GOAL OF THE EXERCISE
Substitute "Goal" for each occurrence of "Objective" in the records below, and reproduce them with no other changes. Omit the pictures from your output.

EXTRACTED DATA
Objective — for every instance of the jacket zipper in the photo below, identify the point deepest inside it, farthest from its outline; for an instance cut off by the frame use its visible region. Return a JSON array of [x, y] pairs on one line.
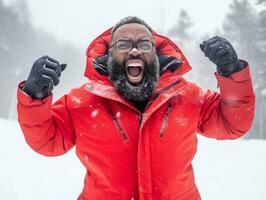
[[165, 119], [118, 126]]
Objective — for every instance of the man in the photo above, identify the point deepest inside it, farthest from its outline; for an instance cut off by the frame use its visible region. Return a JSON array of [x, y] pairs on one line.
[[134, 122]]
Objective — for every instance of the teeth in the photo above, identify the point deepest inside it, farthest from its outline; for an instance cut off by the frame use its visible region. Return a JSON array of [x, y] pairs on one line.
[[134, 64]]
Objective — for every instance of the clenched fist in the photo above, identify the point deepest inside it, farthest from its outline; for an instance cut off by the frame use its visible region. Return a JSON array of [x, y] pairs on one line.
[[222, 53], [44, 74]]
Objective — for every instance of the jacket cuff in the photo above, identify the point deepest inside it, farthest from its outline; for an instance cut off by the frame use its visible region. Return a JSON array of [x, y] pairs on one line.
[[26, 99], [28, 108], [237, 86]]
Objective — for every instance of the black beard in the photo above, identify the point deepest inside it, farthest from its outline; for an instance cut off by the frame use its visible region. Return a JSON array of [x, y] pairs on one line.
[[141, 92]]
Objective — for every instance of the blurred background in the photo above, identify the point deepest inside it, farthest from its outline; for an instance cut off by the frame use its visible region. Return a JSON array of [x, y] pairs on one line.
[[63, 29]]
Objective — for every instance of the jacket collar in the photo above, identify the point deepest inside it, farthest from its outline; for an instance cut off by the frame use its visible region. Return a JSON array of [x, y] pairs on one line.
[[100, 85]]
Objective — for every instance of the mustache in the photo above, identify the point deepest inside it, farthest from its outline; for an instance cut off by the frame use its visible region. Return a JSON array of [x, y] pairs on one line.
[[134, 57]]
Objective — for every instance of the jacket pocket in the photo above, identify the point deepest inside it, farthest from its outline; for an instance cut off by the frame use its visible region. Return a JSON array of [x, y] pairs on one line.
[[165, 120], [118, 125]]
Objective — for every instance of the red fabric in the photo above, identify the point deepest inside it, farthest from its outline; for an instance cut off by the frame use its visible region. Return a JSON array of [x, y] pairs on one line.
[[128, 154]]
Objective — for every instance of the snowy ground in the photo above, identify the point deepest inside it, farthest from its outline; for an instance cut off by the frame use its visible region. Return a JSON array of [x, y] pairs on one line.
[[225, 170]]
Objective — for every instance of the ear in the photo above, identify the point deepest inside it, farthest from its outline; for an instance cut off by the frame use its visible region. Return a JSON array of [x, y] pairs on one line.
[[168, 62]]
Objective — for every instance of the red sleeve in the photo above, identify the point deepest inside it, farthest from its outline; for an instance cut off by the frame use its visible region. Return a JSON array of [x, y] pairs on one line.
[[228, 115], [47, 128]]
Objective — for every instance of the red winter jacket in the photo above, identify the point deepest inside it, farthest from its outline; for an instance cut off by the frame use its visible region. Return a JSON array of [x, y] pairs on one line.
[[133, 155]]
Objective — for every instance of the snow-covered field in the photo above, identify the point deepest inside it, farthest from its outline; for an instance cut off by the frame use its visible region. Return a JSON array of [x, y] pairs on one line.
[[224, 170]]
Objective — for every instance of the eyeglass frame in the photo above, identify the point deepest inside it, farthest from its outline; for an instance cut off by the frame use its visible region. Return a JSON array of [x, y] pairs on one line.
[[134, 45]]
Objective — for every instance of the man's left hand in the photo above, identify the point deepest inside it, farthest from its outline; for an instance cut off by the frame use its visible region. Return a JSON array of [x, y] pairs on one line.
[[221, 52]]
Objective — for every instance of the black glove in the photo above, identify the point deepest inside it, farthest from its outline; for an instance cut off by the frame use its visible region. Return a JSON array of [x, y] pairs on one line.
[[44, 74], [221, 53]]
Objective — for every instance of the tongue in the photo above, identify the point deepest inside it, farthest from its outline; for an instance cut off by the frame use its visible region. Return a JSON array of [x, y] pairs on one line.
[[134, 71]]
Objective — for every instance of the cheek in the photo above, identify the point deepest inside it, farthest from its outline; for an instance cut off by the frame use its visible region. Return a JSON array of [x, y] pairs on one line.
[[149, 58], [118, 57]]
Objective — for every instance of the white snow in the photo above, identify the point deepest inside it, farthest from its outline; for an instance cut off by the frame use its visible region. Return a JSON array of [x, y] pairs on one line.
[[224, 170], [94, 113]]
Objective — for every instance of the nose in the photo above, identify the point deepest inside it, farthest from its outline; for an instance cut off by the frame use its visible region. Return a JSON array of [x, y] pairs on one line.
[[134, 52]]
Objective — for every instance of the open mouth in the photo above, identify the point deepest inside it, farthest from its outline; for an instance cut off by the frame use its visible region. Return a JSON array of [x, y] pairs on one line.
[[134, 70]]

ANSWER TO THIS TASK
Goal — for every instance of the jacket zipper in the photo below, identify the point deepest inside it, farthest from its outline; for an instance cut off by the frame use its visible region. Return a JSON array of [x, y] pairs on one line.
[[165, 119], [118, 126]]
Goal — for every instance of the man in the photo above, identify the point deepest inside it, farthest from its outline; for an instance cut off by the frame use its visible region. Return a JSON array of [x, y] pairs on one line.
[[134, 122]]
Goal — for every instance of the teeth in the photo above, identify the point deepest inside it, farthest from its outline; for an instance cut off by the frame use its visible region. Return a JSON array of [x, y] pairs on one line.
[[134, 64]]
Goal — for every instance of the clenched fist in the photo above, identify the point deepest inside it, farthest from its outline; for an instance cut off by the frame use its visible region. Return a JSON array of [x, y] pairs on one line.
[[222, 53], [44, 74]]
Goal — for every instance of the jacket cuff in the photo above, identify the point deepest inside it, farthest from its outline; for an instance cut off by the frame use its visible region. Return a JSON array of [x, y] pairs on one line.
[[26, 99], [28, 108], [237, 86]]
Goal — for every instance of the black beard in the photo above, identify the point deepest inside it, farthest from its outline; for an instance cut off by the frame use its visible region. Return a JSON array of [x, y] pairs on one line.
[[141, 92]]
Goal — for every instance of the blurred background in the photo above, identify the point deepest inside it, farthest from its outline; for an instance cut off by the frame use its visible region. Return a JSON array of [x, y] pairs on one line.
[[63, 29]]
Goal — for every instance of the jacket collar in the photo above, identify the point deepest inside it, farthest from its outline; for an instance cut off by the frame use its visible region. Return a JSON array of [x, y] pairs on one line.
[[100, 85]]
Goal — for every instance of the mustache in the photo above, identify the point deepest inside it, farthest from its outline; for an instance cut off by the frame use its visible region. Return a JSON array of [x, y] pairs on one line.
[[134, 57]]
Goal — for every instance of the jacket pocket in the photo above, identify the point deepest inside it, farthest from its outline; for an instance cut off by the frame use its visible region. Return a JSON array of [x, y] pairs on one line.
[[165, 120], [118, 125]]
Goal — for every instance of the red fabric in the photo above, identify the point deepest inside it, farthest from its outline; for an instance cut off by the frame use its visible region. Return a JSON array of [x, y] pairs on one line.
[[128, 154]]
Goal — for every instance of the snowy ground in the photo above, identify the point deepest inside it, farthest from its outline; for an instance cut off by the frame use its visible region. Return a JSON array of [x, y] pairs on one line.
[[225, 170]]
Goal — for every instance of the ear in the photo above, identify the point deepest inside it, farthest from its outline; for an instance cut off by the frame use its visible region. Return a JSON array of [x, y] pairs on one line.
[[168, 62]]
Goal — for every instance of the red sleeve in the photo above, identify the point deepest inside it, farthest from its outline; for an instance cut off by the frame use its visible region. Return a JSON array of [x, y] pairs on one line.
[[228, 115], [47, 128]]
Goal — for every instance of the red winter jacket in the photo above, identify the point deepest inside it, farthest from its outline; for an instance cut off by the frame use its visible region. Return a JSON array of [x, y] pairs on one line.
[[133, 155]]
Goal — for every instance of the snow-covered field in the photo above, identify the point deepest inside it, farthest from its outline; for an instance cut off by the frame use its visible region. Return a JSON array of [x, y] pairs on one line.
[[224, 170]]
Goal — for every instance of the eyeglass frame in the photo above, identify the point deepest inside it, farthest from its outline; for an instance cut off by the frame use its visible region. Return a JSON array of [x, y] pairs on one line.
[[134, 45]]
Goal — for every instance of the man's left hand in the photo above, identify the point deepest inside it, farthest from its outline; for an instance cut off by the frame use its visible region. Return a JSON array of [x, y] pairs on one line.
[[221, 52]]
Goal — for every instance of the black glove in the photo above, identify the point deepest inside it, farthest from its outline; for an instance cut off by the frame use its visible region. Return a JSON array of [x, y] pairs on one line.
[[44, 74], [221, 53]]
Goal — for every instance of the tongue in the photo above, identify the point deepest inside it, farthest from its outline; for an instance cut off by the frame use its visible region. Return a JSON array of [x, y] pairs on one line.
[[134, 71]]
Goal — for every instance of the cheek in the photo above, identify the point deepest inside it, farthest from its outline; for an instance cut off by the frame use its visible region. Return a JSON array of [x, y] pairs on one line.
[[149, 58], [118, 57]]
Goal — for every instance of the white snow in the photo above, identify the point deepest inside it, farthest from its outline; for an instance cut off by the frame use its visible region. Return a JSON array of [x, y] pairs on one line.
[[224, 170], [94, 113]]
Goal — for every instance of the nose in the photo above, identify the point deepest inside it, farthest from its outline; for an instance cut off by the frame use its visible region. Return a JSON array of [x, y] pairs on one line.
[[134, 52]]
Goal — for every instance of the open mouth in the photo above, identify the point deepest inside it, farthest from its outline; for an instance cut off by the frame use its visible region. Return a JSON array of [x, y] pairs on one line.
[[134, 70]]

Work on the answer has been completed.